- Problem set:
- 1) According to the article on healthcare disaster preparedness, in what month and year did the ANCC unveil the National Healthcare Disaster certification?
- 2) In the article on healthcare disaster preparedness, reproduce word for word everything from "Interlaced throughout these" down to "amongst the stakeholders.".
- 3) List the four top-level behavioral anchors for leadership that the article on healthcare disaster preparedness quotes from the 2017 FEMA report.

- Given text:
The Challenge Healthcare Professionals Face
When an emergency event occurs, the normal process and patterns of our day are interrupted. Things that we take for granted such as inventory supply, patient flow, nursing assignments, and resource allocation are dramatically changed. How we react to that change will determine how we deliver on the mission of healthcare within our community: patient care.

However, such events do not always occur with the same frequency throughout the country. And so, healthcare facilities in areas that do not experience devastating events with regularity must learn from after action reports generated by those facilities that do experience such events.

I pulled these quotes from a 2015 report, Operational Lessons Learned in Disaster Response, published by the US Fire Administration that illustrate the problem:

“Learning the lessons learned and turning that into actionable behavior requires real effort at the individual level and for the organization.”

“We know the cause and effect of operational errors and omissions, the critiques/reviews that follow report similar issues in disaster after disaster, and the lessons learned are so identified in the evaluations. As long as we fail to implement the knowledge of disaster response into training and operations, lessons learned will not be much more than a catch phrase. The best evidence for our failure to learn from past experience and lessons and the lessons of others comes in the testimony from after action reviews conducted after devastating events.”

“Honest self-evaluation by the organization is the most important first step, getting to the facts and recognizing what may be learned from the event. From evaluation flows the lessons learned. Now comes the critical piece: Will lessons learned be shelved or will they lead to organizational learning? That is the question. Implementation of lessons learned into organizational training and operations comes down to a question of leadership.”

Leadership is Key
We need leaders at all levels that have the courage to think “outside of the box” and can embrace such organizational learning. They should also have an all-hazards perspective in order for their staff to maintain a heightened level of preparedness.

Next Generation Emergency Core Competencies: Behavioral Anchors for Measures and Objectives, a report published by FEMA in 2017, identified the following behavioral anchors for leadership:

  • Inspires a shared vision
    • Communicates clearly how people can contribute to achieve the vision, so that mutual adjustments can be made in concert with others
  • Creates an empowering environment
    • Identifies and negotiates constraints to enable others in the organization to successfully pursue its vision
  • Resolves conflict
    • Resolves conflict that may emerge within the organization or between the organization and the community it serves
    • Promotes a vision of shared outcome and facilitates agreement by constructively resolving differences of opinion
  • Uses strategic decision making that influences others towards change
    • Develops strategic plans created through participatory process within and between organizations

Interlaced throughout these anchors is the common theme of communications both within the organization and between different agencies. What makes communication successful is a shared language amongst the stakeholders.

Bake-in the Change
So how does communications get the treatment it deserves? Last year, the American Nurse Credentialing Center (ANCC) rolled out a way to assess the required knowledge amongst the different disciplines that might respond to a healthcare disaster.

In May 2017, the ANCC unveiled the National Healthcare Disaster certification. This was not a national certification just for nurses. It was an interdisciplinary certification directed towards registered nurses, physicians, nurse practitioners, physician assistants, pharmacists, paramedics, emergency medical technicians, respiratory therapists, behavioral health professionals, emergency managers, and public health professionals.

- Supplied information:
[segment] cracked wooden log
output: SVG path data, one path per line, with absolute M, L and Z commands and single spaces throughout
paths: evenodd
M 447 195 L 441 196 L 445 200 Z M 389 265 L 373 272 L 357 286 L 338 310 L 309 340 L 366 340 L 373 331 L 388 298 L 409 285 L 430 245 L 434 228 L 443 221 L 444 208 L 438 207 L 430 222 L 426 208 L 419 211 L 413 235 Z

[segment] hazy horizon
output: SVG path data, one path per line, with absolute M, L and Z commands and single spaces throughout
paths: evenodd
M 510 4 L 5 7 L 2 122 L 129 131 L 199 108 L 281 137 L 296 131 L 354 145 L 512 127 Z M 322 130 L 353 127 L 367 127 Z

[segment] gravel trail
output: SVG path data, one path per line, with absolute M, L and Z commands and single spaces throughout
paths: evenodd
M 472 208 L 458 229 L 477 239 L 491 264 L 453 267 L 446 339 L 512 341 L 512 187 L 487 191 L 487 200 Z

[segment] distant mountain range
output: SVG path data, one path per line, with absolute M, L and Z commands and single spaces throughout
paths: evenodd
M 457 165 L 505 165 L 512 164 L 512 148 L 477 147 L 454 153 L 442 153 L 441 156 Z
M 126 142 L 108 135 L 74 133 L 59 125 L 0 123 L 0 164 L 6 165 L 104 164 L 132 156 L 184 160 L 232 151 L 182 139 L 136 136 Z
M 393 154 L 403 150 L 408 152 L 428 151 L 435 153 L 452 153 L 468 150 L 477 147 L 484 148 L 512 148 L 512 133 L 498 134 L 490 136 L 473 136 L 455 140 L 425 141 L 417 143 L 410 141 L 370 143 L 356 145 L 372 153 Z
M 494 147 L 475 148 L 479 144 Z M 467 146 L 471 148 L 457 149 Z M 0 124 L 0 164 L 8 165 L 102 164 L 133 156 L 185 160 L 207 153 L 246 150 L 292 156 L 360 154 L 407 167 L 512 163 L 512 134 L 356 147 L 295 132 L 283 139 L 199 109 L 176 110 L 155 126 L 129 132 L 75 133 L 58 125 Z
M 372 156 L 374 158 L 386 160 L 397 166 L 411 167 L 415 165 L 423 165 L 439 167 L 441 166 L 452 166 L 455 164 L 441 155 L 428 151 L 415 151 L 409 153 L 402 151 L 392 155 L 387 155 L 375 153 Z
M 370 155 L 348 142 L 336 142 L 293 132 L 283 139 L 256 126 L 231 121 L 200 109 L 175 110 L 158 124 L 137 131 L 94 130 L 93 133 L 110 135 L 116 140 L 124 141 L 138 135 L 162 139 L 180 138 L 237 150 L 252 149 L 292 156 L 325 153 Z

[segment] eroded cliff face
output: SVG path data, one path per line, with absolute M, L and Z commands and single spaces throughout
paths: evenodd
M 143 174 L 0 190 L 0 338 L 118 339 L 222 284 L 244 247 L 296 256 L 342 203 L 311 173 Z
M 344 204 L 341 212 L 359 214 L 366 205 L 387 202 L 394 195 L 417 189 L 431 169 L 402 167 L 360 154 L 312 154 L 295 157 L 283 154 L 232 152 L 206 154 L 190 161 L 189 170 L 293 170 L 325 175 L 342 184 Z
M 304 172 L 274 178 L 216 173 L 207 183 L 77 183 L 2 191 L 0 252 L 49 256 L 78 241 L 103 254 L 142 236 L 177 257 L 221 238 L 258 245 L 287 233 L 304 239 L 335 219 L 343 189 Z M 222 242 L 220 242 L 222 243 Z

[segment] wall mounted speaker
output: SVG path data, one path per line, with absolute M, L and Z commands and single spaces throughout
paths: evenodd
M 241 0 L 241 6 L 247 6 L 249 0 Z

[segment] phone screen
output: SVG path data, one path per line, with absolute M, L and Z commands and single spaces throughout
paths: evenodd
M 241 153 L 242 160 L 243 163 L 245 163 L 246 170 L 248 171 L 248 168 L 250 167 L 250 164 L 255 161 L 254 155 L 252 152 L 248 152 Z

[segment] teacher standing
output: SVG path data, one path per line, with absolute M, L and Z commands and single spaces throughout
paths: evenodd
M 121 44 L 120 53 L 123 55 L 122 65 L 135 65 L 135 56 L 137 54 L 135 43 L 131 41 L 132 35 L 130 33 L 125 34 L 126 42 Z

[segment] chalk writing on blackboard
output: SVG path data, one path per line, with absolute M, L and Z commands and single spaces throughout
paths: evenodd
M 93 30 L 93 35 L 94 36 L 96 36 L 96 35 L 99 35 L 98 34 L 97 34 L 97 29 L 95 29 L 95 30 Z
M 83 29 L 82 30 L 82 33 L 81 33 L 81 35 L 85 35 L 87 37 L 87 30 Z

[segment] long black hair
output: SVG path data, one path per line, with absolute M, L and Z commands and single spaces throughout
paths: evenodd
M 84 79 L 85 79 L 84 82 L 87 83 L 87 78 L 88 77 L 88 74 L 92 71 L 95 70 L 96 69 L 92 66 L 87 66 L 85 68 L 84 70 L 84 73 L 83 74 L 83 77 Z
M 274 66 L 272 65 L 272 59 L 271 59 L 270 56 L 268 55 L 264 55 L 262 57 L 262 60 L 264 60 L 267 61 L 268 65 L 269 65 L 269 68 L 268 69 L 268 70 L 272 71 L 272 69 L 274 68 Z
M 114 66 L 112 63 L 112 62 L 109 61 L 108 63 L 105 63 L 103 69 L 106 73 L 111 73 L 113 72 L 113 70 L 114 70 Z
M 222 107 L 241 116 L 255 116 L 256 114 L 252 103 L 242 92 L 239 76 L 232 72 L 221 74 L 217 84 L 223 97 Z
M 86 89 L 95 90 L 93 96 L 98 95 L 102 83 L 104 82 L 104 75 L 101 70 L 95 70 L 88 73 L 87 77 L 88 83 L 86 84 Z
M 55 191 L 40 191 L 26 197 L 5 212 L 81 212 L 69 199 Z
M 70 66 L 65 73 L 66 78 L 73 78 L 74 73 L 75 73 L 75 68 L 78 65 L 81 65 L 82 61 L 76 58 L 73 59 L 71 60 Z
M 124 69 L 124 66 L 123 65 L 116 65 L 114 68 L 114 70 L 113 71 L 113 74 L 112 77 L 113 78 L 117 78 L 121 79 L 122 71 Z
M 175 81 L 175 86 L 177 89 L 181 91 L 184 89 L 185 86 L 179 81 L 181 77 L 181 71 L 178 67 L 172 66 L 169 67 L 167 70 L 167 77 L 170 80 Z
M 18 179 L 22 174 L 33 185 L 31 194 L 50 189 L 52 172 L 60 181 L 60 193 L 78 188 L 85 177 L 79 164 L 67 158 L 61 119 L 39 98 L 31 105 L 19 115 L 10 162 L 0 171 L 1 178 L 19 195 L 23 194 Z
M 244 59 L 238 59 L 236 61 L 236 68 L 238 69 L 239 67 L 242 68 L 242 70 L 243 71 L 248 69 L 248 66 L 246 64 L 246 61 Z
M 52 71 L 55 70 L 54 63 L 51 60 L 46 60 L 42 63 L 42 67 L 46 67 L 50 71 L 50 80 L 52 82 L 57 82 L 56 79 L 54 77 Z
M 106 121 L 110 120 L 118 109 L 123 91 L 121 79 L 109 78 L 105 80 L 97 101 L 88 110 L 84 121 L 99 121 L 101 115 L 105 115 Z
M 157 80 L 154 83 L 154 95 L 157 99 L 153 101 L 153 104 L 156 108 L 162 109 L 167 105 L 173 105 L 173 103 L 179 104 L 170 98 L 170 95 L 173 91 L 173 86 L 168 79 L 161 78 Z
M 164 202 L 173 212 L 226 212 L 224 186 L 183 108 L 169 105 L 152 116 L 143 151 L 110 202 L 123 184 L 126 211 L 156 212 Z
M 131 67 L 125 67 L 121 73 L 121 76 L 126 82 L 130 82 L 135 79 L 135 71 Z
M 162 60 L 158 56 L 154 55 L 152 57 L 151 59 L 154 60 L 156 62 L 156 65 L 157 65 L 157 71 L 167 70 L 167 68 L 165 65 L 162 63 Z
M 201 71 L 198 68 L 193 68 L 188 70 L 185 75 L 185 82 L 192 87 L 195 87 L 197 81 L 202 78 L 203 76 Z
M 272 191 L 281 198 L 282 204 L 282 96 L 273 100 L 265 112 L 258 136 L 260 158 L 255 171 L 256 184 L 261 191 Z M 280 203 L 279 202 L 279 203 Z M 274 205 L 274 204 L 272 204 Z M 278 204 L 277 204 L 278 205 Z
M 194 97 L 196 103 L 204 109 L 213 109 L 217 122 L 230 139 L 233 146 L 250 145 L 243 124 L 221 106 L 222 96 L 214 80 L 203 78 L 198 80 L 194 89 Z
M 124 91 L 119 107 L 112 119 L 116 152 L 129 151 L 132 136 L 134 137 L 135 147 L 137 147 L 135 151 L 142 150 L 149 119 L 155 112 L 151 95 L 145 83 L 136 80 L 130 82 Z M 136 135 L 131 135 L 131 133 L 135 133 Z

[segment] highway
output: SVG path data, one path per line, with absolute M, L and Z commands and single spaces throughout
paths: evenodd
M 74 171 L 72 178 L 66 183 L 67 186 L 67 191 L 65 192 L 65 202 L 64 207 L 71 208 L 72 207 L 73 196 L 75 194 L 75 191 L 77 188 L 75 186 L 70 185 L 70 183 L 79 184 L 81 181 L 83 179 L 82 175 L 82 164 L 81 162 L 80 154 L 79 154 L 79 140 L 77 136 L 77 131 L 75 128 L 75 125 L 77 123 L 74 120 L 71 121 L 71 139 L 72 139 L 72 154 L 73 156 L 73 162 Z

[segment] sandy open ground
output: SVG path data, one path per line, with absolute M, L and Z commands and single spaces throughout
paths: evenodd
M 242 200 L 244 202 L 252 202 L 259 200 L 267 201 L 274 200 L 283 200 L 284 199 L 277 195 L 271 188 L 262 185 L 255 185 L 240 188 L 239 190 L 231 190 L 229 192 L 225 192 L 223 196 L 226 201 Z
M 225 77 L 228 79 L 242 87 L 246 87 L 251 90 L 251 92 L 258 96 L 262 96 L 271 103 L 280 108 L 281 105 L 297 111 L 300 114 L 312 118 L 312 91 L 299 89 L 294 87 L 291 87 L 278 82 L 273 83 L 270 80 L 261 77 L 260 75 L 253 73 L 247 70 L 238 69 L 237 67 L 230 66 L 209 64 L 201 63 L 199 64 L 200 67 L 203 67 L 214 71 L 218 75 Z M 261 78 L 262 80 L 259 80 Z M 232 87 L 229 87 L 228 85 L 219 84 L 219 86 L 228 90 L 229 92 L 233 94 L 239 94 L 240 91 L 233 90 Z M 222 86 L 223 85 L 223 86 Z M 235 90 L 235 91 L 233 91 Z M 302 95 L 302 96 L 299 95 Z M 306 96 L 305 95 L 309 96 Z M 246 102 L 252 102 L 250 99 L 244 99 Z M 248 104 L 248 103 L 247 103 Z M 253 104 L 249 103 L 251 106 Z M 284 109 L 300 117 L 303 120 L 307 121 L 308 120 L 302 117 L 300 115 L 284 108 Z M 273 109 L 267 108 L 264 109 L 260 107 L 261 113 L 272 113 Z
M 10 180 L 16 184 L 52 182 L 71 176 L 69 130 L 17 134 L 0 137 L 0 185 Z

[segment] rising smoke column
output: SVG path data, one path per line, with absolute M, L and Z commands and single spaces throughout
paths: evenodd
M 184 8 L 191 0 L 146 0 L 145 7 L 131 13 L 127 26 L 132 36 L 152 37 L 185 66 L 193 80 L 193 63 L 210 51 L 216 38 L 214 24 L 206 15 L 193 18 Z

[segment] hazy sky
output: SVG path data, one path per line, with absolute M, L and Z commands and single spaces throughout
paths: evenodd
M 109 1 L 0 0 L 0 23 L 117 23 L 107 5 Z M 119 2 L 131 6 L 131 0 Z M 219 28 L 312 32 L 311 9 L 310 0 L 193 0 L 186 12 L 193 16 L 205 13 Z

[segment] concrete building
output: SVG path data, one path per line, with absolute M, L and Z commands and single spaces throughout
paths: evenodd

- Answers to the exercise:
- 1) May 2017

- 2)
Interlaced throughout these anchors is the common theme of communications both within the organization and between different agencies. What makes communication successful is a shared language amongst the stakeholders.

- 3)
- Inspires a shared vision
- Creates an empowering environment
- Resolves conflict
- Uses strategic decision making that influences others towards change